Arrange every line of the records as a Markdown table with the columns Row and Line, numbering the rows and omitting blank lines.

(Saved data entries)

======

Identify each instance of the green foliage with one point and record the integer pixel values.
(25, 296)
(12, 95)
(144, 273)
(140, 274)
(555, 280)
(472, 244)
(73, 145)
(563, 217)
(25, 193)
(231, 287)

======

SOLUTION TO THIS EXERCISE =
| Row | Line |
|---|---|
| 1 | Identify each instance of the green foliage with one point and record the integer pixel values. |
| 2 | (25, 296) |
| 3 | (12, 95) |
| 4 | (144, 273) |
| 5 | (140, 274) |
| 6 | (555, 280) |
| 7 | (472, 244) |
| 8 | (73, 145) |
| 9 | (563, 217) |
| 10 | (25, 193) |
| 11 | (231, 287) |